### [Your task]
Wherever the word "with" shows up in the data, report the line it sits in.

------------

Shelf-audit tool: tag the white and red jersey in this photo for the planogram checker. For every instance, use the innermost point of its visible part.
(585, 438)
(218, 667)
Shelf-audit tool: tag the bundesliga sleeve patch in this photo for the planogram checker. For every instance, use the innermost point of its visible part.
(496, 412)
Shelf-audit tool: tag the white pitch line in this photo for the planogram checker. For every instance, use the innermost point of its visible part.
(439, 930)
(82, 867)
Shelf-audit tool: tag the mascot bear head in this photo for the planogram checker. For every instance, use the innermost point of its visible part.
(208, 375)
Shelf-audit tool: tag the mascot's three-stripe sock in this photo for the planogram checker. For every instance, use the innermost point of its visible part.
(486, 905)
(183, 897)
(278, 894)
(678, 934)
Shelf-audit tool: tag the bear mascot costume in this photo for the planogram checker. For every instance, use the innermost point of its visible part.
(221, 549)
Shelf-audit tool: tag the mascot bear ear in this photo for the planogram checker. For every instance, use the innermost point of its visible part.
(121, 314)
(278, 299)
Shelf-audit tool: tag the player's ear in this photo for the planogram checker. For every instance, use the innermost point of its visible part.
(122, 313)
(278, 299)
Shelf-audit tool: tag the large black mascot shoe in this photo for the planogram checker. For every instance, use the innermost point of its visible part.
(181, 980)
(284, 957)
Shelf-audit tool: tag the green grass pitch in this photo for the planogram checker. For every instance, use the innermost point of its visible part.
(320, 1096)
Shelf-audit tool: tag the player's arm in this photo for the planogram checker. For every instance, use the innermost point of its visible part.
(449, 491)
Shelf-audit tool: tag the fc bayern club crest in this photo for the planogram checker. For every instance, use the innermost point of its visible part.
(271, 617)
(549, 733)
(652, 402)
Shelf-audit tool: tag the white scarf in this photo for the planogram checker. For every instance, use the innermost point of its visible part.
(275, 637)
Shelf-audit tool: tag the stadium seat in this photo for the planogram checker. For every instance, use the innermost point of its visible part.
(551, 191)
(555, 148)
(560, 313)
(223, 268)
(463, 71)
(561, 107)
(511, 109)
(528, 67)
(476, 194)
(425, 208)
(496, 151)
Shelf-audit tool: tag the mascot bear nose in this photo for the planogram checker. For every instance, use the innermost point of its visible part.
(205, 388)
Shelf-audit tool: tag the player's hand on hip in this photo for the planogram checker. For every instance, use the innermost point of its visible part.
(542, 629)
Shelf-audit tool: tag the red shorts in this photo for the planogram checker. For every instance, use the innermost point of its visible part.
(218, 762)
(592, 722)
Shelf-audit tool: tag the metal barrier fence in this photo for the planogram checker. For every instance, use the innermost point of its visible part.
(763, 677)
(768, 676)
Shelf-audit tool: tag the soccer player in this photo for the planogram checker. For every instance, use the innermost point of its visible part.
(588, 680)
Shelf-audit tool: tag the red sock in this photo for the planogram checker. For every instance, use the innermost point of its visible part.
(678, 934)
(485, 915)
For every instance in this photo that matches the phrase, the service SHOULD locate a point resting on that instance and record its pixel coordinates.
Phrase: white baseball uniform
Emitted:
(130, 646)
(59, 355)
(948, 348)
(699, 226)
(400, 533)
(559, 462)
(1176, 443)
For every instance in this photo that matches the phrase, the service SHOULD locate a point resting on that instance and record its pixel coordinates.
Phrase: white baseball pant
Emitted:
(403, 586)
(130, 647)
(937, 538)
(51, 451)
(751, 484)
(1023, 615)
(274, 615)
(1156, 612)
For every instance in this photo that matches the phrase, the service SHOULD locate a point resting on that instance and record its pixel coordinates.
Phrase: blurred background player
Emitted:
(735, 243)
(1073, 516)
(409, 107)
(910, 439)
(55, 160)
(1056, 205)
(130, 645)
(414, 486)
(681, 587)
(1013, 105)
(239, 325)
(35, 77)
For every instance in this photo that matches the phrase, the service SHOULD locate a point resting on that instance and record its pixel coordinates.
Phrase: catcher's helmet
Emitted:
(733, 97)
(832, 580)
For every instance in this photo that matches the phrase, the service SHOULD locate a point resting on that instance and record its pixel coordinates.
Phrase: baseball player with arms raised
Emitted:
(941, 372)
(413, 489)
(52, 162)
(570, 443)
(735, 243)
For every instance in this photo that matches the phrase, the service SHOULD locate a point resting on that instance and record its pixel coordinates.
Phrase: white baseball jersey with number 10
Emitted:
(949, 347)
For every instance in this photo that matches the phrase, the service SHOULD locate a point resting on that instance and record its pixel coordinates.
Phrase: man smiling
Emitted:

------------

### [Final answer]
Phrase: baseball player with arms raised
Phrase: white baseball jersey with number 10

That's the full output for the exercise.